» What you need to do
Please convert the items below into a numbered list, leaving out any blank lines.

» Data provided
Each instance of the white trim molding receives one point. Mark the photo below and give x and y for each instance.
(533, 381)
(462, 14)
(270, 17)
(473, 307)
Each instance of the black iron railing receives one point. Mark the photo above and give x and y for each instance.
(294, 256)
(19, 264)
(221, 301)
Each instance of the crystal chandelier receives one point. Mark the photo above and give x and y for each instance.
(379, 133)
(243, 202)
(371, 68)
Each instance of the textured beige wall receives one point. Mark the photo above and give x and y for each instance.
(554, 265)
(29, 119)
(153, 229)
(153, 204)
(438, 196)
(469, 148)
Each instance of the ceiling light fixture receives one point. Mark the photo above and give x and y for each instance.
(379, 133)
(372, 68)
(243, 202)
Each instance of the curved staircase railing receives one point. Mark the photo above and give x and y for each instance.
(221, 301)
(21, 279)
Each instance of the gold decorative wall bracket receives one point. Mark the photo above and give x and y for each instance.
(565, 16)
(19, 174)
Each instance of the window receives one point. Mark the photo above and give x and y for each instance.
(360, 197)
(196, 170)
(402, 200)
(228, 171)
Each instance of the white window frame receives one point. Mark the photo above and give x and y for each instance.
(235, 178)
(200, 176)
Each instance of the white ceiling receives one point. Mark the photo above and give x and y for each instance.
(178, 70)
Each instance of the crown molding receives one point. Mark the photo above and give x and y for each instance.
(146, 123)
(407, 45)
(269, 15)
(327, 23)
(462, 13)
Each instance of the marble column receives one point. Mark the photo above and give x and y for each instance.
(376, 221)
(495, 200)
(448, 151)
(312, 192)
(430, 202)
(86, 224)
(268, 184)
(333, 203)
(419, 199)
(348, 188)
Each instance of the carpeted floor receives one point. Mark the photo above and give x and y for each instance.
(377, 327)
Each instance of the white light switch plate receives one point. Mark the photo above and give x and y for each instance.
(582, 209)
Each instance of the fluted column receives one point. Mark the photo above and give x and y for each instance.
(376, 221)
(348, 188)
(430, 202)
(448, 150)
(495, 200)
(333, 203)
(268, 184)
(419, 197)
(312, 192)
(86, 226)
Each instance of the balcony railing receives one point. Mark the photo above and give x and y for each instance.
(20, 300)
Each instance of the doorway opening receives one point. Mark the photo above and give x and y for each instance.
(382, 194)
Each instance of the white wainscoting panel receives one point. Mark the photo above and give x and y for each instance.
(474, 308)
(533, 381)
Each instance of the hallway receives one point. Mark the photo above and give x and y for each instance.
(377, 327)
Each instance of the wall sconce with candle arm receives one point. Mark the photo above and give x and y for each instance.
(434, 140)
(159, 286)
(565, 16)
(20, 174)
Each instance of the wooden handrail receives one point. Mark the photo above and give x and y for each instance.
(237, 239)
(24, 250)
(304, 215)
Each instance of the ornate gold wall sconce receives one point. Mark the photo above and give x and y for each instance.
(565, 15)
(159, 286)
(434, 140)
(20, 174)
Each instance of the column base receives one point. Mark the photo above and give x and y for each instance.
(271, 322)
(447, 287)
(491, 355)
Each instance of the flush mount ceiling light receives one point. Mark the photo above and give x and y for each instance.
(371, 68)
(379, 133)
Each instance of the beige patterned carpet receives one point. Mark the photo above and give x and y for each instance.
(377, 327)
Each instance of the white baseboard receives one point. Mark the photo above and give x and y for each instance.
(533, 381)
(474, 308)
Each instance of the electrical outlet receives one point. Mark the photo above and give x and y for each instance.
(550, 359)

» Solution to this task
1. Each instance of the white trim molding receives one point. Mark the photo below and give x and y for each instance.
2. (533, 381)
3. (462, 14)
4. (270, 17)
5. (473, 307)
6. Each instance of the black iron railing receives one point. Mark the photo above and give x and y for each instance.
7. (294, 256)
8. (19, 264)
9. (221, 301)
10. Each instance of the crystal chandelier receives one point. Mark the photo above and give x and y for each instance.
11. (379, 133)
12. (243, 202)
13. (371, 68)
14. Each instance of the textured beige wall receives one point. Mark the photo above and give x and y for each instance.
15. (554, 265)
16. (29, 119)
17. (153, 229)
18. (153, 204)
19. (438, 196)
20. (469, 148)
21. Each instance of the ceiling light fixture receives one point. Mark the photo above and give x and y for each instance.
22. (379, 133)
23. (372, 68)
24. (243, 202)
25. Each instance of the curved staircase railing receives one point. Mark the photo above and give x and y for each instance.
26. (221, 301)
27. (21, 279)
28. Each instance of the gold decorative wall bracket receives one point. Mark the photo above and give x and y for each instance.
29. (565, 16)
30. (19, 174)
31. Each instance of the window receives one point. Mark the photo above and give x and y for each instance.
32. (360, 197)
33. (196, 170)
34. (402, 200)
35. (228, 171)
36. Each instance of the white window frame receives one point. Mark the photo above and give x and y for each instance.
37. (235, 178)
38. (200, 176)
39. Each instance of the white ceiling receives one point. Mark the photo above and give x and y for each instance.
40. (178, 70)
41. Each instance of the crown molding receives one point. Mark the photo above and give x and y for each instance.
42. (146, 123)
43. (407, 45)
44. (269, 15)
45. (327, 23)
46. (462, 13)
47. Each instance of the marble column receives one point. Mark the photo above and give x and y for each instance.
48. (376, 221)
49. (495, 200)
50. (448, 151)
51. (312, 192)
52. (430, 202)
53. (86, 224)
54. (268, 184)
55. (333, 203)
56. (419, 199)
57. (348, 188)
58. Each instance of the carpeted floor receives one point. Mark the photo above and give x and y for each instance.
59. (377, 327)
60. Each instance of the white light switch plate receives one point. Mark the photo above and give x and y for each instance.
61. (582, 209)
62. Each instance of the fluted column receives one point. Mark the photo above and give x and y for each instance.
63. (376, 221)
64. (348, 188)
65. (430, 202)
66. (448, 150)
67. (495, 200)
68. (333, 203)
69. (268, 184)
70. (419, 197)
71. (312, 192)
72. (86, 226)
73. Each instance of the balcony railing receives one point. Mark the photo above and give x and y for each instance.
74. (20, 300)
75. Each instance of the doorway opening receives one point. Mark the photo above and give x and y for each instance.
76. (382, 194)
77. Each instance of the white wainscoting panel receives one point. Mark the photo above and give x and y for each instance.
78. (474, 308)
79. (533, 381)
80. Each instance of the hallway receives one point. Mark the photo above and give x and y for each instance.
81. (377, 327)
82. Each instance of the wall sconce with candle arm receives one point. Mark the photo above and give x and y for each instance.
83. (434, 140)
84. (159, 286)
85. (565, 16)
86. (20, 174)
87. Each instance of the wooden handrail receives one point. Mark the photo above and give x and y for each instance.
88. (237, 239)
89. (24, 250)
90. (304, 215)
91. Each instance of the ornate gold wall sconce receives one point. Mark the photo above and give x and y for each instance.
92. (565, 15)
93. (159, 286)
94. (434, 140)
95. (20, 174)
96. Each instance of the column base receives one point. Mark the photo above and give x and y for each instance.
97. (271, 322)
98. (447, 287)
99. (491, 355)
100. Each instance of the flush mount ceiling light receives one point. Mark the photo above and give x and y for each instance.
101. (371, 68)
102. (379, 133)
103. Each instance of the beige patterned carpet receives one point. Mark the photo above and give x and y for each instance.
104. (377, 327)
105. Each instance of the white baseboard receives one point. Mark the photo above and give x and y for each instance.
106. (533, 381)
107. (474, 308)
108. Each instance of the electrical outlet receives one point. Mark the photo above and give x and y for each instance.
109. (550, 359)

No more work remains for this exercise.